[Текст страницы]:
= = = =
Я никогда не отдам кучу денег за футболку или лосины. Для меня важна в первую очередь практичность. Мне в целом без разницы, в чем я тренируюсь, потому что я пришла на работу, а не на показ мод. К соревновательным вещам я отношусь серьезнее — все-таки там камеры, прямые эфиры, зрители. Вот для такого я могу купить себе красивый комбинезон.
— В целом, складывается ощущение, что легкая атлетика — это доступный вид спорта. Бегать можно, где угодно, шесты предоставляет спортшкола...
— Отдать ребенка в легкую атлетику — это хорошая идея для физического развития ребенка. Изначально затраты минимальны. Родителю достаточно купить спортивную форму, и это не обязательно должен быть Nike. К слову, у меня много спортивной одежды с российских маркетплейсов.
«У меня остается крохотная надежда на Олимпиаду и на возвращение в мировой спорт»
— У вас в легкой атлетике сложился образ хулиганки. Это помогает или, наоборот, мешает вашей карьере?
— Мне трудно ответить на этот вопрос. Я просто так живу. У меня бывают ситуации, когда подходят не ко мне, а к моему тренеру, и говорят, чтобы он провел со мной беседу по поводу того, как вообще нужно разговаривать с людьми, — все-таки я человек резкий, прямолинейный, если мне не нравится что-то, я молчать не буду.
Многим людям, особенно тем, кто старше меня, и, которые, видимо, в силу возраста считают, что они априори правы, кажется, что я должна их слушать и заранее соглашаться. Вероятно, когда я говорю, что думаю, их картина мира переворачивается и им это очень сильно не нравится. Но будем честны, мне 26 лет, меня сложно перевоспитать. Владимир Ильич (Шульгин — Forbes Sport), мой тренер, уже все прекрасно понимает и только смеется.
— Следующая Олимпиада в Лос-Анджелесе через три года. World Athletics остается единственной летней международной федерацией, которая не пускает россиян на свои старты. Как думаете, каковы шансы, что ситуация за это время изменится? И реально ли через три года вам остаться на том же уровне, что и сейчас?
— Если предположить, что я точно поеду на Олимпиаду-2028, то могу сказать — я свой уровень не только сохраню, я его приумножу. У меня остается крохотная надежда на Олимпиаду и на возвращение в мировой спорт. Я позитивный человек, поэтому всегда пытаюсь найти что-то хорошее.
= = = =
[Задания для выполнения]:
**A)** Через сколько лет, согласно интервью о легкой атлетике, пройдет следующая Олимпиада в Лос-Анджелесе?
**B)** Укажите, согласуются ли с интервью о легкой атлетике следующие утверждения, и подтвердите каждый ответ точной цитатой: (i) для соревнований можно купить красивый комбинезон; (ii) шесты приходится покупать самостоятельно; (iii) тренер Владимир Ильич реагирует на резкость подопечной раздражением.
**C)** Напишите продолжение интервью о легкой атлетике, которое начинается сразу после его последней фразы.
Записи — самостоятельный материал, отдельный от интервью.

Собранные записи данных:
= = = =
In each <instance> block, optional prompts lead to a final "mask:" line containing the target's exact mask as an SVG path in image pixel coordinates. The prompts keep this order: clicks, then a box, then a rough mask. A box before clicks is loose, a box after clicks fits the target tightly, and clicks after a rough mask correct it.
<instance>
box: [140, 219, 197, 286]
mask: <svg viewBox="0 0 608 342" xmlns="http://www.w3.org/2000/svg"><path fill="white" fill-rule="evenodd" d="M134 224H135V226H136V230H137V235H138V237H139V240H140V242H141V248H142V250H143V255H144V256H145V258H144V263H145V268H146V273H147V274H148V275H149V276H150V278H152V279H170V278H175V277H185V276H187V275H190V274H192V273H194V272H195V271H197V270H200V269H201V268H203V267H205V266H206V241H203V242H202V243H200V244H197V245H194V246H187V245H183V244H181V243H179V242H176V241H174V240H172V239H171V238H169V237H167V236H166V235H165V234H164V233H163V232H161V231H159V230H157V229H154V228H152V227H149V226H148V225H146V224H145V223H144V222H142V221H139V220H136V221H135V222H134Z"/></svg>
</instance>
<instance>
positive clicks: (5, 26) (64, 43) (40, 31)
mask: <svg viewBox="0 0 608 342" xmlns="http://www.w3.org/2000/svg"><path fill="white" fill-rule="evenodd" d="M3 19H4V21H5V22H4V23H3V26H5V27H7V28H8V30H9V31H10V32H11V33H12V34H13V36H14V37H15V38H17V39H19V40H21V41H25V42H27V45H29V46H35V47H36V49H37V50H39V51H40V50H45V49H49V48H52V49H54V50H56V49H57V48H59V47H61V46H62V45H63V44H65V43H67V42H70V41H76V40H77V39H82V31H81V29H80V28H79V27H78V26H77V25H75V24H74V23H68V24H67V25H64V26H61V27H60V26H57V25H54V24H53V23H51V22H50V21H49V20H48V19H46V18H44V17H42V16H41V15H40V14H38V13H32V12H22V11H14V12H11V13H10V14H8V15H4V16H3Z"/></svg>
= = = =
[Ответы к заданиям]:
**A)** Через три года.

**B)**
(i) Да: «Вот для такого я могу купить себе красивый комбинезон».
(ii) Нет: «шесты предоставляет спортшкола».
(iii) Нет: «уже все прекрасно понимает и только смеется».

**C)**
— Так выходит, что большинство профессиональных спортсменов после завершения карьеры либо уходят в тренерскую работу, либо в политику, либо открывают какое-то свое дело. Не было ли у вас мыслей, кем быть после завершения карьеры?
— Сначала я никак не могла определиться и понять, что же мне еще интересно, чем бы я хотела заниматься, и меня это даже начинало пугать. Когда ты всю жизнь крутишься в определенном месте и в определенной сфере, тебе тяжело рассматривать другие варианты, перспективы, потому что не понимаешь, что тебя там может ждать. Год-полтора назад, я поняла, что хочу развиваться в медиасфере. Работа с камерами и людьми — мне дали шанс попробовать себя в этом, и мне очень понравилось.
— Есть ли человек в мире, не будем называть его кумиром, но чей личный бренд — умение вести соцсети, подавать себя, чей спонсорский портфель, карьерный путь, образ в СМИ, история жизни — вам нравится больше всего, и на которого хотелось бы равняться? Это необязательно должен быть спортсмен из вашего вида спорта, и вообще не обязательно спортсмен.
— Не могу сказать, что есть спортсмены, на которых я осознанно стараюсь равняться, но определенно есть те, кто эффективно развивает личный бренд, цепляюще ведет социальные сети, и это привлекает внимание. Если говорим исключительно в контексте медиа, то я бы отметила американскую легкоатлетку Сидни Маклафлин и блогера Алину Шмидт. За ними интересно наблюдать, но, конечно, хотелось бы, чтобы у меня был свой уникальный путь.